------ Excerpted passage

DAYTON, Ohio - It may be too early to tell, but it looks as if Mark Hurd may earn the title of "turnaround artist" after only about a year as NCR's president and chief executive.

When he took over in March 2003, NCR stock was selling at $18.11 a share. According to the Associated Press, the stock closed at $48.90 on June 10; the market was closed on June 11.

In the fall of 2002, Hurd and other NCR executives produced a plan designed to improve the company's financial performance that focused on cost cutting rather than new revenues.

"At that point in time, we didn't bet on the economy," Hurd told the AP. "So we really went about the job of trying to fix ourselves from the inside out. There's been a lot of hard work that's caused pain in parts of the company."

The company laid off 1,500 workers, including 200 at its Dayton headquarters, saving $100 million in 2003. NCR currently employs 28,900 workers, down from 33,000 in 2001.

"We had a cost structure that I felt was not as competitive as it needed to be," Hurd said. "We're still not finished with it."

Hurd said the cost-cutting is not over, although he would not say whether more layoffs may be coming. The "gap" from where the company was to where it wants to be is much smaller, he told the AP.

"We will always be working to improve our efficiency. We're trying to get the company sized right," he said.

Hurd's other goal is growing  the business. In 2004's first quarter, revenue increased to $1.29 billion, up from $1.23 billion the previous year. And revenue grew by 10 percent in NCR's three biggest product divisions -- ATMs, checkout scanners and data warehouses.

------------

• **Tasks to carry out**:
- a) List every dollar amount that appears in the article about NCR under Mark Hurd.
- b) Write the next part of the article about NCR and Mark Hurd, starting right after its last sentence.

------ Supplied information

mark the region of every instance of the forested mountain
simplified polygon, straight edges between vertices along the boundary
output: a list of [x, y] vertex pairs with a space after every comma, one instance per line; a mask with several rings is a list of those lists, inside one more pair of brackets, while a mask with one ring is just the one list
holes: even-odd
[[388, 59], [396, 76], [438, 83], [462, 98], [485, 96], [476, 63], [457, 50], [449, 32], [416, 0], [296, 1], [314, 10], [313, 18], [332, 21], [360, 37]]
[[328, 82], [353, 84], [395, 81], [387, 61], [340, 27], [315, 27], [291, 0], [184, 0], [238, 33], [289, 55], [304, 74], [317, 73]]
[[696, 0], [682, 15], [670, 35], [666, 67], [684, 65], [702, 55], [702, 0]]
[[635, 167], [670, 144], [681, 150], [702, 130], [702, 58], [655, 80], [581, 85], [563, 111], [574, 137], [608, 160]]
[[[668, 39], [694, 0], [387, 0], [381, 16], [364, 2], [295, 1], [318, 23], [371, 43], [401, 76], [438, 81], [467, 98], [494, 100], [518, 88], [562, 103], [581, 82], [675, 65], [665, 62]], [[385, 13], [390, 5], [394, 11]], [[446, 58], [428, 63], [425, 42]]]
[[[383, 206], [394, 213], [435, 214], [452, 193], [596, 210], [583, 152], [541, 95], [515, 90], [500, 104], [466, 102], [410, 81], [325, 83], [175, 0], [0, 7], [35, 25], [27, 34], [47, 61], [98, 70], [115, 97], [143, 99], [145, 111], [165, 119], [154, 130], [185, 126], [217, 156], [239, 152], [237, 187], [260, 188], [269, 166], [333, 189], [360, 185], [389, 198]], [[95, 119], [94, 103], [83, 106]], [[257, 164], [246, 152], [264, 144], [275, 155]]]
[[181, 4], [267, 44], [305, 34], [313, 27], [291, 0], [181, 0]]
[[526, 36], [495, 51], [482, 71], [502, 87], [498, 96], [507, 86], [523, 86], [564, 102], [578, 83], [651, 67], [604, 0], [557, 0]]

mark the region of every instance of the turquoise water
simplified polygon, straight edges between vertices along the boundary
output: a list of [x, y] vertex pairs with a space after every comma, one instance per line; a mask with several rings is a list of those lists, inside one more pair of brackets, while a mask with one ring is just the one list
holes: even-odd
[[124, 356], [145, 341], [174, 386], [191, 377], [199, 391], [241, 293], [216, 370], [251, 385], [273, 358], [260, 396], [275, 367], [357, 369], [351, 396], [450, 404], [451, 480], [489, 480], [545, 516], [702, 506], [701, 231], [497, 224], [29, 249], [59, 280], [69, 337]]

------------
------ Supplied information

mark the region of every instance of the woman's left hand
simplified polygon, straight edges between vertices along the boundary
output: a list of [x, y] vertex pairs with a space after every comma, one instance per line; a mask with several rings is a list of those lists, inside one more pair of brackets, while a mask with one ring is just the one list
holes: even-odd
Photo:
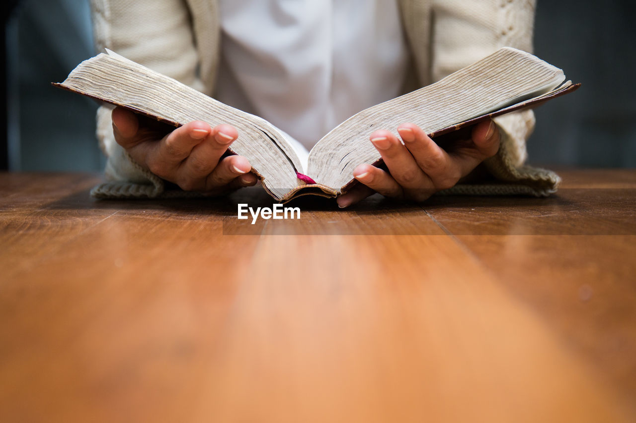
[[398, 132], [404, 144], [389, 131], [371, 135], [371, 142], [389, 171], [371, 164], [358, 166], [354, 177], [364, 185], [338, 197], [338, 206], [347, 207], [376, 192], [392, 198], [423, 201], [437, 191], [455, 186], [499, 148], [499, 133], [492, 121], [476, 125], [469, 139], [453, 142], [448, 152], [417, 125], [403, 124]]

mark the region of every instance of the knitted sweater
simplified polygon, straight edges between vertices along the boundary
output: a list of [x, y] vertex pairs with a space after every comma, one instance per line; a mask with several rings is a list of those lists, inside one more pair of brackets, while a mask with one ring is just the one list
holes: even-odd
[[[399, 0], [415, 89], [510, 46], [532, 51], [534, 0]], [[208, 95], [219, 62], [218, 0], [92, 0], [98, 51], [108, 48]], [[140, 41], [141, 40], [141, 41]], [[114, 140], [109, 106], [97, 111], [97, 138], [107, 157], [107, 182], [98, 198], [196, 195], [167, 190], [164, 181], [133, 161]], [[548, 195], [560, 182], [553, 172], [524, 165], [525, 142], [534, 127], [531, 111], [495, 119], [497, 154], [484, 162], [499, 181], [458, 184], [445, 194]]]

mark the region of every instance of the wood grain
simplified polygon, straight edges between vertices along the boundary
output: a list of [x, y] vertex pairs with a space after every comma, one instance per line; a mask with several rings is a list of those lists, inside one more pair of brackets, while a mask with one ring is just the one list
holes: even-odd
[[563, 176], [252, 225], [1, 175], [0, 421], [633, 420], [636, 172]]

------------

• **Answers in order**:
- a)
$18.11
$48.90
$100 million
$1.29 billion
$1.23 billion

- b)
NCR's ATM and checkout-scanner businesses are benefiting from consumers' increasing acceptance of self-service, Hurd told the AP. "We're going to have more and more self-service, not less."

He said NCR currently holds about 35 percent of the worldwide ATM market.

Hurd said NCR has a "good track to run on" with its data warehouses, which can be used by everyone from pharmacies to cell phone companies to develop customer profiles, improve service and boost their competitive position. About one-third of the world's largest 3,000 companies have NCR data warehouses, he said.

"We've got a big ticket to the game," he said. "Data is exploding for 100,000 reasons."

Born in New York City, Hurd attended Baylor University in Texas on a tennis scholarship and rose to be the school's No. 1 player. He graduated with a business degree and after an attempt at professional tennis, joined NCR in 1980 selling computers in the Austin-San Antonio area.

He rose through the NCR ranks to head the company's data warehouse division in 1999, increasing its revenue by 36 percent.